[To do]
[1] Would you echo the Children in Families text from "1. Equipping Children’s" to "and reintegration process."?
[2] Can you summarize the Children in Families text in two sentences?

[Excerpted text]
((

Children in Families

Who is acting collectively? | How it works | Find out more

Children thrive when they grow up with the love and care of a family. The Child Reintegration programme seeks to reduce the number of children growing up in institutional care and to change the attitudes and policies of children’s homes and local and national actors and policy-makers. Families are also supported to be able to provide for their reintegrated child’s health, education and nutritional needs. One key resource we have developed to support this work is Better Homes for Children. 

One of our most effective programmes for this has been developed by CRANE, our partner network in Uganda. You can read about the progress of this programme here (include link to blog on report when written).

Who is Acting Collectively? 

The Child Reintegration programme partners with children’s homes which are set up for caring for children in a permanent residential care setting to see children placed back into families. It builds the capacity of the partnering children’s homes to operate their own reintegration projects, which should become self-sustaining.  

Network staff work with Board members, senior staff, social workers and caregivers from the member organisations to help them restructure the way they provide care for children. They commit to a mutual process of learning where they are helped to design a reintegration programme for children and to establish gatekeeping policies where children are not taken into the residential home in the first place if they could instead be supported to remain within their families and with their communities.  

At the same time, the network works with the governmental duty bearers to ensure that the direction in policy and implementation is to deinstitutionalise children in the country and promote family care instead.  

How it works 

As a Collective Action programme, the range of actors can help to create a multi-pronged holistic approach. The key response areas are: 

1. Equipping Children’s Homes to develop Reintegration Programmes 

Initially, the network must identify children’s homes in the network to partner with in this programme. Programme leaders will then work with the orphanages to: 

  • Train staff, and assist in the identification of children who are candidates for reintegration. 
  • Develop a gatekeeping programme, which includes criteria for the intake of children into the home.  
  • Initiate policies regarding exit strategies and reintegration procedures, documenting rescues, the rehabilitation and reintegration process.  
  • Develop follow-up programmes to ensure that children who are reintegrated have the support required to succeed in their families and communities.

))

[Data segment]
((

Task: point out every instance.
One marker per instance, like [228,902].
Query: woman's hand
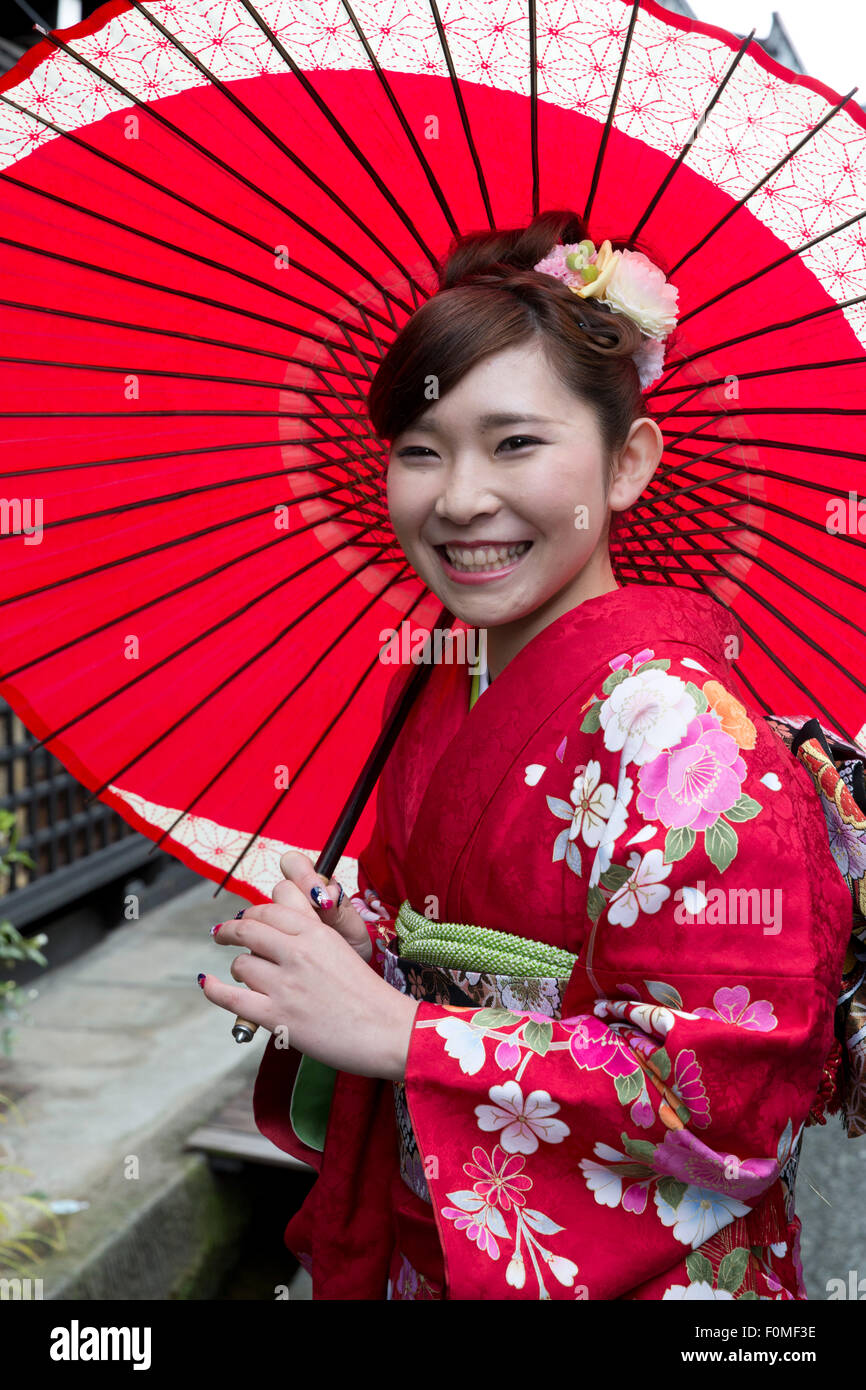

))

[Full answers]
[1]
1. Equipping Children’s Homes to develop Reintegration Programmes 

Initially, the network must identify children’s homes in the network to partner with in this programme. Programme leaders will then work with the orphanages to: 

  • Train staff, and assist in the identification of children who are candidates for reintegration. 
  • Develop a gatekeeping programme, which includes criteria for the intake of children into the home.  
  • Initiate policies regarding exit strategies and reintegration procedures, documenting rescues, the rehabilitation and reintegration process.

[2] The Child Reintegration program seeks to reduce the number of children growing up in institutional care by partnering with children's homes, building their capacity to run their own reintegration projects, and supporting families to provide for their reintegrated children's health, education and nutritional needs. Network staff help member organizations train staff, set intake criteria through gatekeeping, establish exit and reintegration procedures, and develop follow-up programs, while the network also works with governmental duty bearers to promote family care instead of institutional care.